→ Datos proporcionados:

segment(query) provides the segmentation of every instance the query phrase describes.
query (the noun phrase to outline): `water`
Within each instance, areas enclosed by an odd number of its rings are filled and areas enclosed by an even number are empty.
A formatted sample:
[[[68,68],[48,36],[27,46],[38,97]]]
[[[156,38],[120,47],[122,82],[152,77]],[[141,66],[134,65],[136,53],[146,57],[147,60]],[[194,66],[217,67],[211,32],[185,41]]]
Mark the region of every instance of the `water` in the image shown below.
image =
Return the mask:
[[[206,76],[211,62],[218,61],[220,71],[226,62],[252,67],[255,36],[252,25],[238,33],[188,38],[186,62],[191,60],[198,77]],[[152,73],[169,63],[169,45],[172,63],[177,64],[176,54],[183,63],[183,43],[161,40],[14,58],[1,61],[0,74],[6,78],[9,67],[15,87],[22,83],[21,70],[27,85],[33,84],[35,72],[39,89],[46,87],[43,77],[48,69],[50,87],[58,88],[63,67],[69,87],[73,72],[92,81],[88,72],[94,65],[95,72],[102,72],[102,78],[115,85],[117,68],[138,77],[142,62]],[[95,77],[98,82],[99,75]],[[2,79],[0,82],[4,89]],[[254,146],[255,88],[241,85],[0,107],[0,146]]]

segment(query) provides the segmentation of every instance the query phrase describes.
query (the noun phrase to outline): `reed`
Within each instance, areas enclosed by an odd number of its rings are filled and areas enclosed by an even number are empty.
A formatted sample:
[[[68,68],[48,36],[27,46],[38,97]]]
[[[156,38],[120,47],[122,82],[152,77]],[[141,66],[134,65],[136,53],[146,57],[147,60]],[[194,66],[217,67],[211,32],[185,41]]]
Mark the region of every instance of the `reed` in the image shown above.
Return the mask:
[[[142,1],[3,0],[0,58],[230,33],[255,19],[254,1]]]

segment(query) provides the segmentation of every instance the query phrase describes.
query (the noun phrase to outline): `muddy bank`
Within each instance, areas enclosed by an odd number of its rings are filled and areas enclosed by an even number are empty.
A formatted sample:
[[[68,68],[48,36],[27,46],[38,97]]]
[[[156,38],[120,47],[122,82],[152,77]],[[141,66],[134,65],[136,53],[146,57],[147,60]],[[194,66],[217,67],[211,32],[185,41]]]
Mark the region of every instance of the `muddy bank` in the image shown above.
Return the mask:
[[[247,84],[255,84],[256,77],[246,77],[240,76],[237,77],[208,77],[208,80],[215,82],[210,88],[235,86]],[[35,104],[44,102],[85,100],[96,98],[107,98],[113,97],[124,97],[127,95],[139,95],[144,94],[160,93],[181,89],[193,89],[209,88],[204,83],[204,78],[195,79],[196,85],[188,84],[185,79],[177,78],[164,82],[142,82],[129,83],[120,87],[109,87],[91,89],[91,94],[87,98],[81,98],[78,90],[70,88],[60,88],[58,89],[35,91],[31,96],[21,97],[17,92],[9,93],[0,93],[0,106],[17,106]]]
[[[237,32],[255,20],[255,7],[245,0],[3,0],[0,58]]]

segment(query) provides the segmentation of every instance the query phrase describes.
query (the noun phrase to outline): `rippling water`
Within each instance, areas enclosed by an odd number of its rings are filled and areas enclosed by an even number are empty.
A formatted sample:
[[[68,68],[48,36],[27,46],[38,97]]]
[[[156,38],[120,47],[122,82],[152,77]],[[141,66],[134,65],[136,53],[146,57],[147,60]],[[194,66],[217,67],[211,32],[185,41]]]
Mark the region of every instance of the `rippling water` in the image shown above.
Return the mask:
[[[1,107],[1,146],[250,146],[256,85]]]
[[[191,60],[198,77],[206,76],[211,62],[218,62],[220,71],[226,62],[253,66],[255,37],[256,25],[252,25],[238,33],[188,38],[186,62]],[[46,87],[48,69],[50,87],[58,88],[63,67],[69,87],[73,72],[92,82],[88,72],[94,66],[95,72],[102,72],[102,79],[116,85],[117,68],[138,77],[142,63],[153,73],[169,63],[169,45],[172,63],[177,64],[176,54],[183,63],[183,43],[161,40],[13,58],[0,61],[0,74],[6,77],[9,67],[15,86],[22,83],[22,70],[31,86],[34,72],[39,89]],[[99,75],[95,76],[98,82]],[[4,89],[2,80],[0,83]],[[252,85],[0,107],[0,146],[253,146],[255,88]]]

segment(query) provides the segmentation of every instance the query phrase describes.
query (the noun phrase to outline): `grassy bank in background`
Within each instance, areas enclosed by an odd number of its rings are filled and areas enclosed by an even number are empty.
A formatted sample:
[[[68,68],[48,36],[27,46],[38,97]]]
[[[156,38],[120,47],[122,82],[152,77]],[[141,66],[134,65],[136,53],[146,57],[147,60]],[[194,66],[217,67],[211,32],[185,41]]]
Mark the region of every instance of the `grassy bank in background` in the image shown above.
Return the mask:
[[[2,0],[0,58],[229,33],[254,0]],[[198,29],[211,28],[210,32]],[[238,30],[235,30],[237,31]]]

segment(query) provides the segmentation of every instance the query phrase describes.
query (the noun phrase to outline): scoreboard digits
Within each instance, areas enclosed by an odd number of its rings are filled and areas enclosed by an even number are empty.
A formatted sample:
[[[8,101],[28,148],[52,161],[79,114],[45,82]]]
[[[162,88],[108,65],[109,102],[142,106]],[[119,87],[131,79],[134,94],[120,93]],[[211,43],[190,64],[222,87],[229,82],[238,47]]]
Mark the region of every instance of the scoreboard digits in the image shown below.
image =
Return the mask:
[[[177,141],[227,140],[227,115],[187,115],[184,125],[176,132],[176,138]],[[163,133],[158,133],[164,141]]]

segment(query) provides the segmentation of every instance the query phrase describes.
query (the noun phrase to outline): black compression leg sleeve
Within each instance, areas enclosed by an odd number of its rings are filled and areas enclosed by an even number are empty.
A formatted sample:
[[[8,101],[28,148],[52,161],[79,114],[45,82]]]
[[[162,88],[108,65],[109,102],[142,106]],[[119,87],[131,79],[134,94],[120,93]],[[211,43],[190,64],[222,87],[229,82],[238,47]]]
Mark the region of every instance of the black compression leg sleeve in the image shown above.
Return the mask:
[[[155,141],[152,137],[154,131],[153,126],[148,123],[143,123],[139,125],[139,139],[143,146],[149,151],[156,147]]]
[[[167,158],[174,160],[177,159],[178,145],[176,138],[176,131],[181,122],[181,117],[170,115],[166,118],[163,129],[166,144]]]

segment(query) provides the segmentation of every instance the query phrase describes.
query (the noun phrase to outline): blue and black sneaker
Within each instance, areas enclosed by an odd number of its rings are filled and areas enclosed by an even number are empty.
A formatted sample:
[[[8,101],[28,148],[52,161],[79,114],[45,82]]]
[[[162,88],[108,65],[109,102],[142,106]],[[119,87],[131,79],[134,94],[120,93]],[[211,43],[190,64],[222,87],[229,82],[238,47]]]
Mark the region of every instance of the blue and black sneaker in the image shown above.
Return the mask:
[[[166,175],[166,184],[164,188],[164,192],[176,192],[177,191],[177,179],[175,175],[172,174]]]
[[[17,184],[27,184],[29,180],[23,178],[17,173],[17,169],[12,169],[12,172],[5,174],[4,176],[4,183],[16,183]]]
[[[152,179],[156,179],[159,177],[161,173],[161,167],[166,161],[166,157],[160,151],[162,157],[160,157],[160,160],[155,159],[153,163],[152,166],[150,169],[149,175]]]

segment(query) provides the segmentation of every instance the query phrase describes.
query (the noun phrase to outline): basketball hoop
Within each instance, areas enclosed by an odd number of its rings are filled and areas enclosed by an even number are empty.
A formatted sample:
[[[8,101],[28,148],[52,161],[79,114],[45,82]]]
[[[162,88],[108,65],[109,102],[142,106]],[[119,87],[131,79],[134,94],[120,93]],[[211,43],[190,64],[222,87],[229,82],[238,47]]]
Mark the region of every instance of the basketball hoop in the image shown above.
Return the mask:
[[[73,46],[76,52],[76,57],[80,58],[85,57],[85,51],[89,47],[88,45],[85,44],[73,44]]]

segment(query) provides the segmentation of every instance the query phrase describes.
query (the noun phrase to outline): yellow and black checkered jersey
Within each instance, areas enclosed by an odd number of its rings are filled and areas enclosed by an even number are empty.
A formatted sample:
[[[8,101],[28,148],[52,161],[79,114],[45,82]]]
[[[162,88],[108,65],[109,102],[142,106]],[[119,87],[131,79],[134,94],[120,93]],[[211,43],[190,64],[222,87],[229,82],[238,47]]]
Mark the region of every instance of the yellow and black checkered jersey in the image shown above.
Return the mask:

→ Ejercicio escrito: Indica cuántas líneas del listado de arriba contienen la cadena "grassy"; responde únicamente con el número.

→ Resultado del ejercicio: 2